== ВЫПОЛНИТЕ ЗАДАНИЯ ==
**1)** Перепишите из текста о поездке на поезде отрывок между словами «Как сложилось с» и «возвращался в Печенгу.» включительно.
**2)** Куда, согласно тексту о поездке на поезде, возвращался попутчик?

Наш вагон был полупустой в отличие от остальных. Моим попутчиком был командир чего-то военного, плотный мужчина 56-ти лет, с ходу начавший мне что-то рассказывать. Я отказалась от еды, пива, диалога и монолога и ушла в вагон-ресторан. Когда я вернулась, свет в вагоне уже приглушили, я постелила постель и стала смотреть в окно. Олег проснулся и я решила, что притвориться мёртвой мне сейчас более лень, нем послушать его, тем более, почему-то появилось настроение.
Как сложилось с этим поездом и местом! Я взяла нижнее, чтобы сидеть у окна и любоваться снежными красотами, теперь не имея возможности сбежать наверх, я не жалела об этом. Мой собеседник оказался настоящим и интересным человеком. Ночью у него был инсульт, его откачали, посадили на поезд и он возвращался в Печенгу.

== ПРЕДСТАВЛЕННЫЕ ДАННЫЕ ==
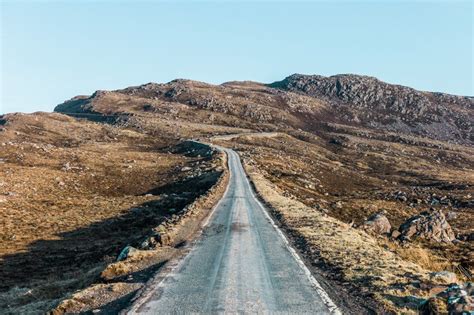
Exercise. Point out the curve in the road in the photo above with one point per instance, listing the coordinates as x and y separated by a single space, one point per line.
242 263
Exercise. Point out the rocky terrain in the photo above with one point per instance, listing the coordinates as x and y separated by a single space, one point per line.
384 163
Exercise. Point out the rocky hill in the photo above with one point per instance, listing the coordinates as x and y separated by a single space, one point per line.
303 102
367 101
374 182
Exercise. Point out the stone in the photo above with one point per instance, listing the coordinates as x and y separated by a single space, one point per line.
430 225
126 252
443 277
377 223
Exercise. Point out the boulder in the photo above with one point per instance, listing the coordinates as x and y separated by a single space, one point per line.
430 225
126 252
377 223
443 277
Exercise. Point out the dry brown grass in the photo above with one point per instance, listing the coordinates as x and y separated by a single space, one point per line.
359 257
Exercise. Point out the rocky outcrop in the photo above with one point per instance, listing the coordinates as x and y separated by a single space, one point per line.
370 102
430 225
377 223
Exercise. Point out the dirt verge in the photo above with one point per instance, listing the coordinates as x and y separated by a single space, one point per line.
123 281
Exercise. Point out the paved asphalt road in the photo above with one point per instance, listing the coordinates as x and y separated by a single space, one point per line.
240 264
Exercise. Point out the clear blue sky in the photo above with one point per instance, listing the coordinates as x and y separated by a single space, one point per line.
52 51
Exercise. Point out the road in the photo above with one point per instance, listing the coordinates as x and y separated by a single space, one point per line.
241 263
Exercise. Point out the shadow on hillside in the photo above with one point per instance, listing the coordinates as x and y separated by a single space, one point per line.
74 253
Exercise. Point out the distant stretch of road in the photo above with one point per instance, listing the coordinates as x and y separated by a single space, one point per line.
241 264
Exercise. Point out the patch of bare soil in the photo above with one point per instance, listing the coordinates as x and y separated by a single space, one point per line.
325 187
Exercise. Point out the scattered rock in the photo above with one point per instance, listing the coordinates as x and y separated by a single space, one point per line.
126 252
430 225
443 277
377 223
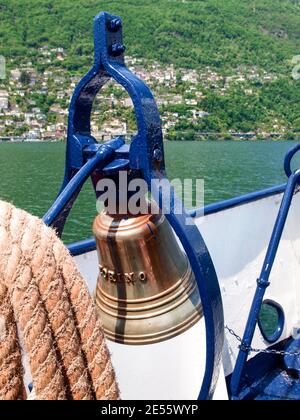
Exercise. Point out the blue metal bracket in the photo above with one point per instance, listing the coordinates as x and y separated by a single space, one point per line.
85 157
264 280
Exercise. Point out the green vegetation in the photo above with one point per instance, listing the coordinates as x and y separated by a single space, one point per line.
228 37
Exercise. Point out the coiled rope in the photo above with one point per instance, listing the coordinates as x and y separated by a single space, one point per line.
47 311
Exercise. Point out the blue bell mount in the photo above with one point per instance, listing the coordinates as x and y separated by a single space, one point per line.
86 158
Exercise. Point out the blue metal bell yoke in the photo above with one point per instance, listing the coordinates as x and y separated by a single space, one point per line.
145 155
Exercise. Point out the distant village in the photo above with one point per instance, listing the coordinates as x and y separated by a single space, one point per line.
34 105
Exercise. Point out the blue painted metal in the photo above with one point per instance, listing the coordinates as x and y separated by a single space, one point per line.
82 247
57 214
146 157
208 210
280 324
263 282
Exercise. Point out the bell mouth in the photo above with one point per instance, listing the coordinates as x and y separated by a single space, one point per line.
146 291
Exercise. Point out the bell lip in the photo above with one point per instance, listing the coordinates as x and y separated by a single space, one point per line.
149 310
160 336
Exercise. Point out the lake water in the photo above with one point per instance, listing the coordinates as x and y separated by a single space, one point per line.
31 174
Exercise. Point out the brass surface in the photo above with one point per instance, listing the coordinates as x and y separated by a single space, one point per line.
146 291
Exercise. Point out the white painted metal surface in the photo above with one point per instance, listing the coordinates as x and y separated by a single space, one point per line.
237 239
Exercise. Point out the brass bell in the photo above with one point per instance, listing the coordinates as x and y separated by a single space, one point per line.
146 291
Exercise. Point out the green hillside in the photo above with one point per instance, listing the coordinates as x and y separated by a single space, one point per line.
189 33
223 35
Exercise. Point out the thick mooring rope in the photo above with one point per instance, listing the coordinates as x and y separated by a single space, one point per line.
46 309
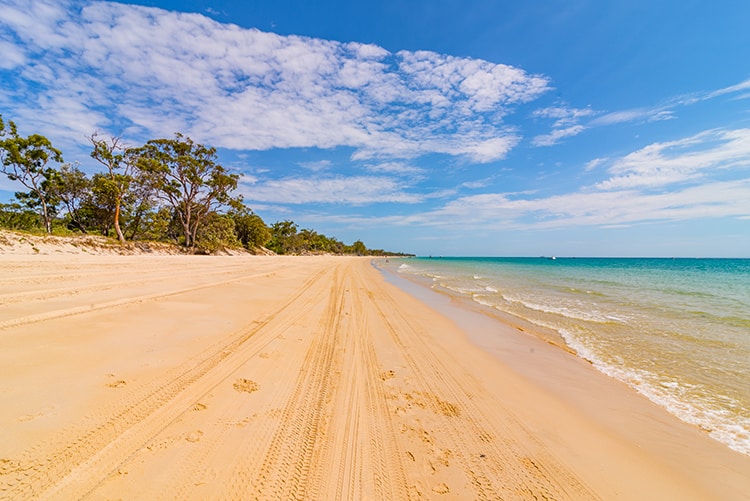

== ОТВЕТЫ К ЗАДАНИЯМ ==
**1)**
Как сложилось с этим поездом и местом! Я взяла нижнее, чтобы сидеть у окна и любоваться снежными красотами, теперь не имея возможности сбежать наверх, я не жалела об этом. Мой собеседник оказался настоящим и интересным человеком. Ночью у него был инсульт, его откачали, посадили на поезд и он возвращался в Печенгу.

**2)** В Печенгу.